The problem >> Copy out the records below character for character, line by line.

[Begin Dataset entries]

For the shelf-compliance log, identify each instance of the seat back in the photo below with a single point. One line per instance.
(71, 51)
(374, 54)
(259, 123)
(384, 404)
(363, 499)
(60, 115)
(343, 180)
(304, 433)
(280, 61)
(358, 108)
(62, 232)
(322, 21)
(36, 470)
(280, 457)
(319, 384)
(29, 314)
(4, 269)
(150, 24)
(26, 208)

[End Dataset entries]

Solution to this task >>
For the shelf-compliance log, identify each instance of the seat back in the photo below with a single point. One line per instance.
(71, 51)
(374, 54)
(259, 123)
(384, 404)
(363, 499)
(60, 115)
(343, 180)
(304, 433)
(280, 61)
(358, 108)
(62, 232)
(322, 21)
(36, 470)
(280, 457)
(319, 384)
(29, 314)
(4, 269)
(150, 24)
(26, 208)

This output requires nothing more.